▶ _Written exercise_
Print every one of the items below word for word, changing nothing.

▶ _Listing_
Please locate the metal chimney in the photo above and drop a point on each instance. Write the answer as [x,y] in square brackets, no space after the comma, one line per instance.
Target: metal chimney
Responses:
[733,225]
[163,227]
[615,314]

▶ _Task output_
Please locate the metal chimney in the photo above and drop a point on each instance. Write the answer as [x,y] in square brackets, no space after the comma, one line per instance.
Target: metal chimney
Responses:
[733,225]
[163,227]
[615,314]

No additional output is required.